→ Information shown
+ + + + + + +

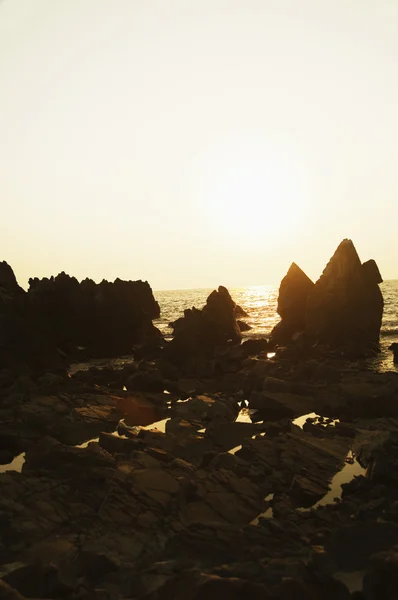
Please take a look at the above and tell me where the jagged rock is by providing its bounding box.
[0,579,25,600]
[28,272,160,356]
[271,239,383,358]
[3,564,72,599]
[388,342,398,363]
[328,520,398,571]
[235,304,249,319]
[0,262,62,372]
[249,391,314,420]
[306,239,383,353]
[271,263,314,345]
[363,548,398,600]
[166,286,241,364]
[236,321,252,333]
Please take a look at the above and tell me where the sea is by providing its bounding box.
[154,279,398,371]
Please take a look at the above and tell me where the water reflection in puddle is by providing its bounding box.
[140,417,171,433]
[292,413,340,429]
[0,452,25,473]
[236,408,257,423]
[312,450,366,508]
[250,494,274,525]
[297,450,366,512]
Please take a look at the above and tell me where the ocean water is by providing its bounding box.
[154,280,398,371]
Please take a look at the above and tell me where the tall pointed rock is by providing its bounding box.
[306,239,383,350]
[271,263,314,345]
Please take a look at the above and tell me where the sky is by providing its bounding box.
[0,0,398,289]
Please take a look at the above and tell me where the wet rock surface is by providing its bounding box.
[0,254,398,600]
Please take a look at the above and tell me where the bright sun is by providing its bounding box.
[201,138,306,243]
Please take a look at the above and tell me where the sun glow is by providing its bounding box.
[199,138,308,244]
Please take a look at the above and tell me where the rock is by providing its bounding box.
[0,260,24,294]
[28,272,160,356]
[205,421,258,451]
[306,239,383,354]
[0,579,24,600]
[388,342,398,363]
[166,417,202,437]
[363,549,398,600]
[328,520,398,571]
[3,564,73,599]
[126,371,167,392]
[235,304,250,319]
[271,263,314,346]
[249,391,314,421]
[175,394,238,422]
[236,321,252,332]
[113,393,161,426]
[23,437,115,477]
[165,286,241,365]
[0,262,62,373]
[241,338,270,356]
[263,377,291,392]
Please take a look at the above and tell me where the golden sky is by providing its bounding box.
[0,0,398,289]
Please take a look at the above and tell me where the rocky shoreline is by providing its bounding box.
[0,241,398,600]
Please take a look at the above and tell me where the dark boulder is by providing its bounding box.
[388,342,398,363]
[306,239,384,352]
[166,286,241,364]
[28,273,160,356]
[237,321,252,333]
[0,261,60,371]
[271,263,314,345]
[271,239,384,357]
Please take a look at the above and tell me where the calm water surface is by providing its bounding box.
[154,280,398,371]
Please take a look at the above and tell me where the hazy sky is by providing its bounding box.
[0,0,398,289]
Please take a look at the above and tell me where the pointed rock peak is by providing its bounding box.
[285,262,313,283]
[318,239,361,281]
[362,258,383,283]
[0,260,23,292]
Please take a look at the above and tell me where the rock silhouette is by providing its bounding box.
[167,286,242,363]
[0,262,160,368]
[271,239,383,354]
[28,273,160,356]
[272,263,314,345]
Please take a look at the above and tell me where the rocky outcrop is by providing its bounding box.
[306,239,384,350]
[0,262,160,370]
[167,286,241,364]
[272,263,314,345]
[271,239,383,355]
[28,273,160,356]
[0,261,60,369]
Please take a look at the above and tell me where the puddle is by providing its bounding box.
[292,413,320,429]
[292,413,340,429]
[0,452,25,473]
[236,402,257,423]
[250,494,274,525]
[74,419,127,448]
[140,417,171,433]
[228,444,242,454]
[297,450,366,511]
[69,355,134,375]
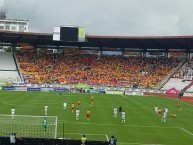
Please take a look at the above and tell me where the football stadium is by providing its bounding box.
[0,12,193,145]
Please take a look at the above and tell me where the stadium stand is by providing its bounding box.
[17,51,180,88]
[0,52,19,82]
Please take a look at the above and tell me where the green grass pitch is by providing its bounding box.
[0,91,193,145]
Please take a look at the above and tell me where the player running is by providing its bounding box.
[71,103,75,113]
[119,106,122,114]
[77,100,80,107]
[161,111,167,122]
[170,114,176,118]
[11,107,15,119]
[178,103,182,111]
[164,107,169,113]
[42,118,48,134]
[63,102,67,110]
[113,107,117,118]
[76,108,80,121]
[90,96,94,105]
[121,111,126,123]
[44,104,48,116]
[157,108,162,116]
[86,109,90,121]
[154,106,158,114]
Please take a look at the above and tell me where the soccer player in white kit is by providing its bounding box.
[113,107,117,118]
[121,111,126,123]
[76,108,80,121]
[44,104,48,116]
[11,107,15,119]
[63,102,67,110]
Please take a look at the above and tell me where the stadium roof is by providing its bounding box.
[0,31,193,51]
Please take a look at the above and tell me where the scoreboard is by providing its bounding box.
[53,27,86,42]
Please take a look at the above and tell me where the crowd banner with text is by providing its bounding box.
[166,88,180,95]
[105,91,124,95]
[27,88,41,92]
[2,86,15,91]
[15,87,27,91]
[54,88,68,92]
[85,89,105,94]
[125,91,143,96]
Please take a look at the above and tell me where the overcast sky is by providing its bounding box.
[0,0,193,36]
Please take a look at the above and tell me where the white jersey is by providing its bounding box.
[121,112,126,119]
[11,108,15,115]
[76,110,80,117]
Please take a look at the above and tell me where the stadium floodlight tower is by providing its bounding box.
[53,26,86,42]
[0,10,29,32]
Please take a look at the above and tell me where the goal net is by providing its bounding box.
[0,114,57,138]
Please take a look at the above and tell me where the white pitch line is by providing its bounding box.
[59,121,180,129]
[58,132,106,136]
[105,134,109,142]
[121,95,127,98]
[180,128,193,135]
[117,142,165,145]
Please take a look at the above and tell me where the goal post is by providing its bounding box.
[0,114,57,138]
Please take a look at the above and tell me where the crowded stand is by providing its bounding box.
[16,51,180,88]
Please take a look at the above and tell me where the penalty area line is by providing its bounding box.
[180,128,193,135]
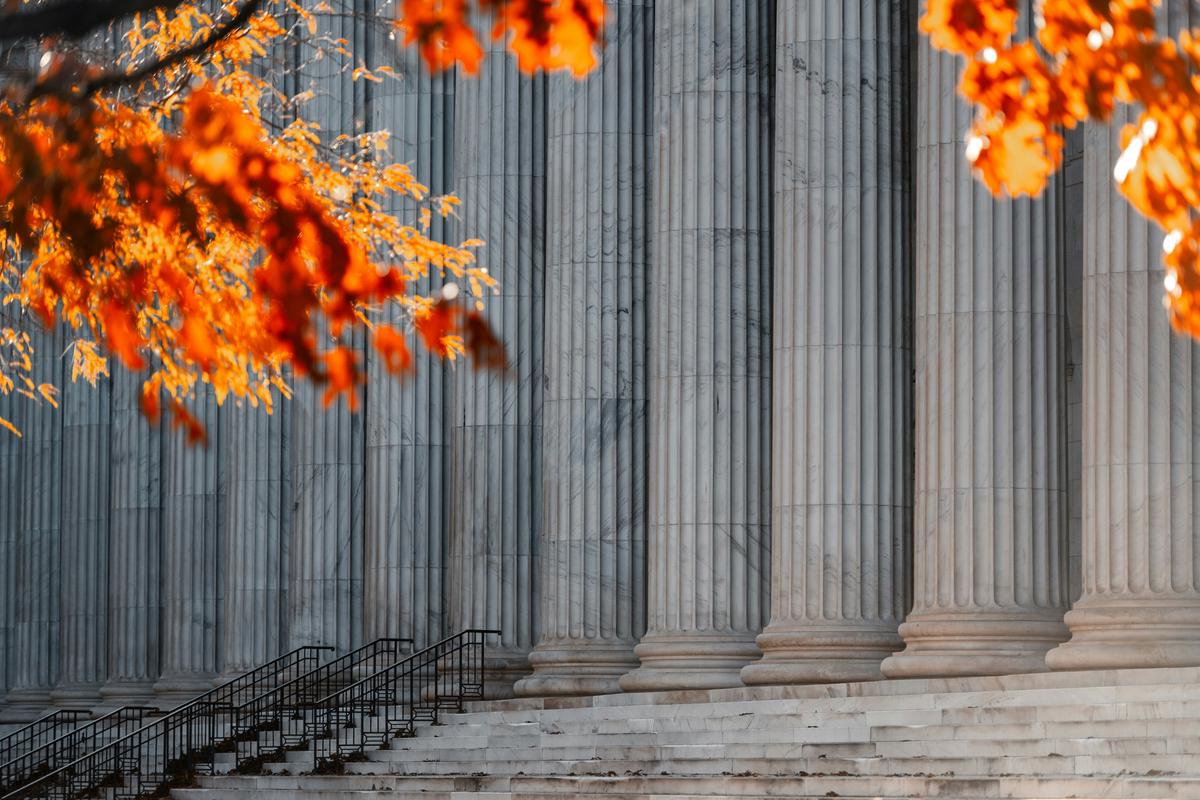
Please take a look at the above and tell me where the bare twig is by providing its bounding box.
[28,0,263,100]
[0,0,184,43]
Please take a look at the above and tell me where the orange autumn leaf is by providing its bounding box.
[0,0,606,441]
[374,325,413,375]
[170,401,209,446]
[920,0,1200,337]
[413,300,460,356]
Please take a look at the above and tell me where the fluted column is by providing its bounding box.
[54,371,112,708]
[742,0,912,684]
[620,0,774,691]
[287,0,364,650]
[516,0,653,696]
[155,393,221,706]
[0,369,26,718]
[287,367,362,650]
[882,14,1067,678]
[1046,0,1200,669]
[221,407,292,679]
[364,31,455,646]
[8,326,66,715]
[100,366,163,705]
[449,15,546,694]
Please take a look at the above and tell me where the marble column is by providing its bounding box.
[0,362,25,718]
[364,31,455,646]
[1046,0,1200,669]
[516,0,653,696]
[620,0,774,691]
[287,0,364,651]
[882,15,1067,678]
[449,10,546,696]
[100,366,163,705]
[8,317,67,717]
[155,393,221,706]
[220,397,292,682]
[53,367,112,708]
[742,0,912,684]
[287,367,364,651]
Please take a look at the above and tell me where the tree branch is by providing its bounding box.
[28,0,263,100]
[0,0,184,43]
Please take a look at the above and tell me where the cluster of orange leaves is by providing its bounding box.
[0,0,602,439]
[397,0,605,76]
[922,0,1200,337]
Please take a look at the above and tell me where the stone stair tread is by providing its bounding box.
[180,776,1200,800]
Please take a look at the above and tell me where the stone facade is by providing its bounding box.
[0,0,1200,720]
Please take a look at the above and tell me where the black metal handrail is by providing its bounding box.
[0,709,91,764]
[225,638,413,770]
[0,705,158,794]
[304,630,500,772]
[4,646,332,800]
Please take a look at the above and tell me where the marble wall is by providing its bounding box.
[0,0,1152,720]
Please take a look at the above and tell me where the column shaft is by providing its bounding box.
[221,407,292,679]
[54,371,111,708]
[364,34,455,646]
[0,357,25,717]
[8,317,66,715]
[620,0,774,691]
[155,393,221,706]
[100,367,163,705]
[288,7,364,651]
[449,15,546,694]
[882,15,1067,678]
[517,0,653,696]
[1046,0,1200,669]
[742,0,912,684]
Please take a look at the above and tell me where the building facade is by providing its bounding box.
[0,0,1200,720]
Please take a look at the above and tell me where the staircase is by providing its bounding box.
[0,709,91,764]
[2,646,330,800]
[173,668,1200,800]
[0,705,157,795]
[0,631,499,800]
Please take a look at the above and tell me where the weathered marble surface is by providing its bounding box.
[155,385,222,706]
[53,371,112,708]
[1046,0,1200,669]
[8,317,66,714]
[287,352,364,650]
[882,15,1067,678]
[100,369,164,705]
[620,0,774,691]
[448,7,546,693]
[220,401,292,679]
[742,0,912,684]
[287,7,373,650]
[0,335,25,717]
[516,0,654,696]
[364,30,455,645]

+ + + + + + +

→ Short task
Please arrange the lines as a numbered list, beginning with the line that contains "outcrop is by providing its bounding box." and ending with the line that contains "[0,261,60,369]". Include both of those lines and omit any blank lines.

→ Result for this task
1. Please take a look at the above and tell me where the rocky outcrop is by providing its bounding box.
2. [306,239,384,350]
3. [0,262,160,370]
4. [167,286,241,364]
5. [272,263,314,345]
6. [271,239,383,355]
7. [28,273,160,356]
8. [0,261,60,369]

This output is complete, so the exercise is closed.